Give every line of the material again, exactly as written.

+++++

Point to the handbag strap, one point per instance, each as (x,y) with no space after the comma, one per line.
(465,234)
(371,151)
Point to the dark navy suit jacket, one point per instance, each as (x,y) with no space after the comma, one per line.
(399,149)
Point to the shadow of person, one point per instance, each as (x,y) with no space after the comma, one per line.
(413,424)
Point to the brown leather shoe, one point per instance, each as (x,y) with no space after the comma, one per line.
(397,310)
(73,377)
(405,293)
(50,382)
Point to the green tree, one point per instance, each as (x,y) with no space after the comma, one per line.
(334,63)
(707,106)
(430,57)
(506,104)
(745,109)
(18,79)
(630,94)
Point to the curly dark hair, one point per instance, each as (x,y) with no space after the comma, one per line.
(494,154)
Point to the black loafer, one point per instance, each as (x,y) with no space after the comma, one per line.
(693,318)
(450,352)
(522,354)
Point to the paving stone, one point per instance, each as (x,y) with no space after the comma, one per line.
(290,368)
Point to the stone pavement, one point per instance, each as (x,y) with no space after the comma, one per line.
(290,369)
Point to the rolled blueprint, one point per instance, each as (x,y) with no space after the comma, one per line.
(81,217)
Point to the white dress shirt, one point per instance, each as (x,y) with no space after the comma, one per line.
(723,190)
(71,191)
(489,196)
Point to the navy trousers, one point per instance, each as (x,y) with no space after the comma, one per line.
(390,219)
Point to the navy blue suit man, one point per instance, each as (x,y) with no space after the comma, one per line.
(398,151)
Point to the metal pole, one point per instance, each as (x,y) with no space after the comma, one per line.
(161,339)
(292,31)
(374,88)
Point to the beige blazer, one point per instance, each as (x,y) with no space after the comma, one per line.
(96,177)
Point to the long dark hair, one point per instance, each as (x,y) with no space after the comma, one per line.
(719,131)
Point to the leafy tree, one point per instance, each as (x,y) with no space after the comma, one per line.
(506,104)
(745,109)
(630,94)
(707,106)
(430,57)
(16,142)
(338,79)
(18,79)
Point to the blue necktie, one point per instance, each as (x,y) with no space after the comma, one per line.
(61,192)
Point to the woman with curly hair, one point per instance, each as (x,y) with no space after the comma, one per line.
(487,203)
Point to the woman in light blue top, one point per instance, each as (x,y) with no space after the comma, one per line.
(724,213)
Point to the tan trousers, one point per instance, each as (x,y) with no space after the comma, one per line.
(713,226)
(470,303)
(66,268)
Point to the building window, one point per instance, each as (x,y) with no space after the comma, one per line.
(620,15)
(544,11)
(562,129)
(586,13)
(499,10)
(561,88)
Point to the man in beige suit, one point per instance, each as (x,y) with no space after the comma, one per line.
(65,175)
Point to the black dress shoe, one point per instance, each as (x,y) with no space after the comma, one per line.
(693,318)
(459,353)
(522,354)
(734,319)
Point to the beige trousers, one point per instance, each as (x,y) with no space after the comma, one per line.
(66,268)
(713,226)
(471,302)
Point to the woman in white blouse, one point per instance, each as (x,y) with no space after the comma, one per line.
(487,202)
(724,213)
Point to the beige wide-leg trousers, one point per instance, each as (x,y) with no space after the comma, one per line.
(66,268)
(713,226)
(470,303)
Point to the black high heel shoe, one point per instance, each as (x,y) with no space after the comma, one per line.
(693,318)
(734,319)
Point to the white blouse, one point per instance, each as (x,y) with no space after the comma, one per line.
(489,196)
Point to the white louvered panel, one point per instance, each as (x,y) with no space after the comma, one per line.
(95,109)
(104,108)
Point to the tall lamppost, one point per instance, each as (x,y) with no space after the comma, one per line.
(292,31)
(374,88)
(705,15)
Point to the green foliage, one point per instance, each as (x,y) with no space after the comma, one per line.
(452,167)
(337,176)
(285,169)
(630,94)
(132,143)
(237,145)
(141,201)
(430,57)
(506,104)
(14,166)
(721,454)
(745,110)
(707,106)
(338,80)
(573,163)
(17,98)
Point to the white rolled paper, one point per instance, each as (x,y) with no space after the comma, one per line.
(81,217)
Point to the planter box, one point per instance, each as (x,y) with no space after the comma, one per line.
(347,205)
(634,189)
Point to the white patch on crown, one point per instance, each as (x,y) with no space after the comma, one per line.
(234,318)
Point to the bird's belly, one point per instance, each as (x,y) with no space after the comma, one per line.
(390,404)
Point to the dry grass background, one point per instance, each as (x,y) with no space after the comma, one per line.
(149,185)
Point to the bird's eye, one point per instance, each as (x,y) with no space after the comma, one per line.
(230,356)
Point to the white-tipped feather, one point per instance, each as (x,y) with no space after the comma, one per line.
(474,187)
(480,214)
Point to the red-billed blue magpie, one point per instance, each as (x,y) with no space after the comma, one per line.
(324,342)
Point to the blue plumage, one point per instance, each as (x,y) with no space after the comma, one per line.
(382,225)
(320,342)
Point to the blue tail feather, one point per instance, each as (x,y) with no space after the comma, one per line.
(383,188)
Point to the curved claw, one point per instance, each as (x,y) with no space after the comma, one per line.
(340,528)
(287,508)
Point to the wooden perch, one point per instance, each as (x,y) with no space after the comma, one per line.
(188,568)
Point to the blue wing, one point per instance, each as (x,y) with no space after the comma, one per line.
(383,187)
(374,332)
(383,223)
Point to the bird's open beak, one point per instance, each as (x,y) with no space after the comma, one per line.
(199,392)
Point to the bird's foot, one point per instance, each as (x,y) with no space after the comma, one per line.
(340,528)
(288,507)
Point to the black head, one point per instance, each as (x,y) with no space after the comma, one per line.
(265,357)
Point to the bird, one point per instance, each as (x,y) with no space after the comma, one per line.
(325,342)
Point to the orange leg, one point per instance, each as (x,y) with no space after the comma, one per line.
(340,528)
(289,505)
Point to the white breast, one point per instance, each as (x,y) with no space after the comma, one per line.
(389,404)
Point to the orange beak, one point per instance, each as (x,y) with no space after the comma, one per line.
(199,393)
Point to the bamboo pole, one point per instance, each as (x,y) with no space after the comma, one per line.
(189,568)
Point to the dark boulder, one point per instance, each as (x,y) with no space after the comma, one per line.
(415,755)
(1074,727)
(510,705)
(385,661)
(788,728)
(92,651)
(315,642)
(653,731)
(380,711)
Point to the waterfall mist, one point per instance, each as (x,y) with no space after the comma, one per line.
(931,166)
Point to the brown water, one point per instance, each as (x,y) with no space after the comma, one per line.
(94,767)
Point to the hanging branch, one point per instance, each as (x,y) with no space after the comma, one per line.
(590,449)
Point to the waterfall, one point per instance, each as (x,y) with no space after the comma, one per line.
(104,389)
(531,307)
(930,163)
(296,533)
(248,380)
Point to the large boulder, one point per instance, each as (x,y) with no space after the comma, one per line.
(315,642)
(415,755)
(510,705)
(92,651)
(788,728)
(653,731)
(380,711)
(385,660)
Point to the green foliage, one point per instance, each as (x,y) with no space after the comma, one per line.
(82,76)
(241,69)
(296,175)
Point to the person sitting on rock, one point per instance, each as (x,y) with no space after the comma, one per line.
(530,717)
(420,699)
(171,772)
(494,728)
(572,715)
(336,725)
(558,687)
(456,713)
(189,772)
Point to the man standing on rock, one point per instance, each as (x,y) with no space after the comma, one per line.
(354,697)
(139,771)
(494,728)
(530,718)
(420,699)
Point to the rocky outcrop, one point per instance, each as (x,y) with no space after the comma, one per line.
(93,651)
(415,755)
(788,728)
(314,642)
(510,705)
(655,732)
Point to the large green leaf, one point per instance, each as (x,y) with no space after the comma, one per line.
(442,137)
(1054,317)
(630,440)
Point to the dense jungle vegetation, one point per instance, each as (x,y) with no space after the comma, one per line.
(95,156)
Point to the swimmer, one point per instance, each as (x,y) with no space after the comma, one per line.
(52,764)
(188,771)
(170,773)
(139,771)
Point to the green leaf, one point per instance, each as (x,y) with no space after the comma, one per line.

+++++

SOLUTION:
Point to the handbag strap, one point per instance, each as (x,y) with no space after the comma, one per line.
(465,234)
(371,151)
Point to the dark navy suit jacket, one point per instance, each as (x,y) with no space after the comma, one per line.
(399,149)
Point to the shadow of person, one point per instance, each as (x,y) with no space after the comma, one per line.
(413,424)
Point to the brown leather shoe, one point per instance, each as (x,y) with no space after the comma, one per line.
(397,310)
(73,377)
(405,293)
(50,382)
Point to the green tree, one point per instance, each as (x,y) with no space after the comma, one per line.
(334,63)
(707,106)
(430,57)
(506,104)
(745,109)
(18,79)
(630,94)
Point to the curly dark hair, one point per instance, each as (x,y) with no space after the comma, one per line.
(494,154)
Point to the black loafer, one point per instance, each as (x,y) with no space after the comma, one per line.
(693,318)
(450,352)
(522,354)
Point to the paving stone, one point per instance, each as (x,y) with no space after the comma, one per line.
(290,368)
Point to the stone pavement, one point per instance, each as (x,y) with no space after the comma, one per line.
(290,369)
Point to the rolled blueprint, one point per instance, each as (x,y) with no space after the comma, one per line.
(81,217)
Point to the white dress shirt, one point per instance, each as (x,y) with no space after the comma, one per line.
(723,190)
(71,191)
(489,196)
Point to the navy trousers, one point per instance, each as (x,y) with no space after the comma, one per line.
(390,219)
Point to the navy blue suit man, one point per instance, each as (x,y) with no space after the comma, one per line.
(398,151)
Point to the metal pole, one point per instance, each as (x,y) with no space after the comma, one per line.
(161,339)
(292,31)
(374,88)
Point to the beige blazer, one point per instance, each as (x,y) with no space after the comma, one per line.
(96,177)
Point to the long dark hair, one point per instance, each as (x,y) with no space after the comma, one per line.
(719,131)
Point to the leafy tree, one point per instance, each as (x,y) with no space after the comma, one per line.
(506,104)
(745,109)
(630,94)
(707,106)
(430,57)
(16,142)
(338,79)
(18,79)
Point to the blue necktie, one point per instance, each as (x,y) with no space after the comma, one per line.
(61,192)
Point to the woman with curly hair, one point per instance, each as (x,y) with no space after the comma, one per line.
(487,203)
Point to the woman in light blue top, one point per instance, each as (x,y) with no space after the comma, one per line.
(724,213)
Point to the tan trousers, one point per instance, each as (x,y) with no space after the comma, one per line.
(713,226)
(470,303)
(66,268)
Point to the building window, one point per instance, each as (x,y) with no space after the comma, one per line.
(620,15)
(544,11)
(562,129)
(586,13)
(499,10)
(561,88)
Point to the man in beige suit, one point per instance, each as (x,y) with no space after the comma, one per line.
(65,175)
Point to the black dress shoe, one point per instance, each as (x,y) with no space after the comma, one per line.
(693,318)
(459,353)
(522,354)
(734,319)
Point to the beige trousers, one point per instance, each as (x,y) with no space after the comma, one per line.
(66,268)
(713,226)
(471,302)
Point to the woman in white blouse, one point per instance, each as (x,y) with no space after the comma, one per line.
(487,202)
(724,213)
Point to the beige wide-leg trousers, one point per instance, each as (x,y) with no space after the comma, one per line.
(66,268)
(713,226)
(470,303)
Point to the black high heel shoe, one point per instance, each as (x,y) with no space after the comma, one per line.
(693,318)
(734,319)
Point to the white blouse, one point per instance, each as (x,y) with no space after the comma, one per line.
(489,196)
Point to the white louvered panel, one point per instance, each as (x,y) with no space after the comma, one per line.
(95,109)
(104,108)
Point to the tall lamppost, one point per instance, each as (x,y) with no space after the comma, one per line.
(292,31)
(374,88)
(705,15)
Point to the green foliage, one point per instance, each as (x,y) with no space after the comma, one per line.
(452,167)
(337,176)
(285,169)
(630,94)
(132,143)
(237,145)
(141,201)
(430,57)
(506,104)
(14,166)
(721,454)
(745,110)
(707,106)
(338,80)
(573,163)
(17,98)
Point to the white rolled paper, one point per instance, each as (x,y) with no space after the comma, one per line.
(81,217)
Point to the planter box, one point per instance, each as (x,y) with no space after the comma, one per line.
(347,205)
(634,189)
Point to the white patch on crown, one point per instance, each as (x,y) with no space after the comma, one per line.
(234,318)
Point to the bird's belly, one point per instance, each as (x,y) with no space after the comma, one per line.
(390,404)
Point to the dry grass background, one point per instance, each as (x,y) with no space after the comma, one per line.
(149,185)
Point to the bird's eye, one point per instance, each as (x,y) with no space after the comma, one per line.
(230,356)
Point to the white-tipped feather, one point per instance, each as (x,y) with no space after the comma, one per line.
(474,187)
(480,214)
Point to the red-billed blue magpie, one point per instance, each as (x,y) with no space after the comma, one per line.
(324,342)
Point to the blue plumage, one point per instance, each as (x,y) with no space after the comma, one per line.
(382,225)
(320,342)
Point to the blue tail feather, one point per instance, each as (x,y) with no space after the comma, one per line.
(383,188)
Point to the curved claw, one point per instance, each as (x,y) with no space after the comma, one per line.
(340,528)
(287,508)
Point to the wooden perch, one point per instance, each as (x,y) with no space after the comma, one per line.
(188,568)
Point to the blue wing, one point per instance, each as (x,y) with no space after the comma, one per line.
(383,187)
(374,332)
(383,223)
Point to the bird's open beak, one point per instance, each as (x,y) with no space after the comma, one per line.
(199,392)
Point to the bird's foot, one point per instance, each as (x,y) with no space after the comma, one per line.
(340,528)
(288,507)
Point to the black head, one point per instance, each as (x,y) with no space after the comma, one per line.
(265,357)
Point to the bird, one point per instance, each as (x,y) with no space after the comma, one per line.
(325,342)
Point to the orange leg, one point per instance, each as (x,y) with no space after the comma, one per line.
(340,528)
(289,505)
Point to the white breast, one point per instance, each as (x,y) with no space after the comma, one per line.
(389,404)
Point to the orange beak, one point per instance, each as (x,y) with no space after the comma, one per line.
(199,393)
Point to the bamboo pole, one point per instance, each as (x,y) with no space after the comma, one per line.
(189,568)
Point to the dark boulder, one point per instance, each as (x,y) with no space after the comma, one per line.
(415,755)
(1074,727)
(510,705)
(385,661)
(788,728)
(92,651)
(315,642)
(653,731)
(380,711)
Point to the waterfall mist, one point per instance, each as (x,y) with no space after the comma, one per line.
(931,166)
Point to the brown water, one point per instance, each as (x,y) with no space after the comma, one per line.
(94,767)
Point to the hanging branch, one point per instance, each as (x,y) with no space after the comma, one per line.
(590,449)
Point to the waterfall, one point per instance, each as (x,y) with no space after the comma, one per line.
(104,389)
(531,307)
(930,163)
(296,533)
(248,380)
Point to the large boulder, one point per instance, each as (x,y) with no space after the comma, one per line.
(315,642)
(415,755)
(510,705)
(92,651)
(788,728)
(653,731)
(380,711)
(385,660)
Point to the green foliage, one point per instance, each as (x,y) with no space after the comma, one per line.
(82,76)
(241,69)
(296,175)
Point to the person sitting on rock, one point per instance, each as (x,y) with no space after the comma, one per line.
(530,717)
(420,699)
(171,772)
(494,728)
(572,715)
(336,725)
(558,687)
(456,713)
(189,772)
Point to the man standing on rock, one point per instance, each as (x,y) with no space after the comma, one per line.
(354,697)
(139,771)
(494,728)
(530,718)
(420,699)
Point to the rocky outcrop, one point per instance, each as (x,y) with no space after the comma, one per line.
(93,651)
(415,755)
(788,728)
(314,642)
(510,705)
(655,732)
Point to the large green leaf, one point per instance, each as (x,y) with no space after the comma, one per line.
(442,137)
(1054,317)
(630,440)
Point to the dense jungle vegetation, one point per instance, each as (x,y) with no space after the comma, one per line.
(95,156)
Point to the swimmer, one point per instance, each as (x,y) with no space after the comma, one per line.
(52,764)
(188,771)
(170,773)
(139,771)
Point to the green leaf, one point per instance, each as (x,y) with no space after the comma, one per line.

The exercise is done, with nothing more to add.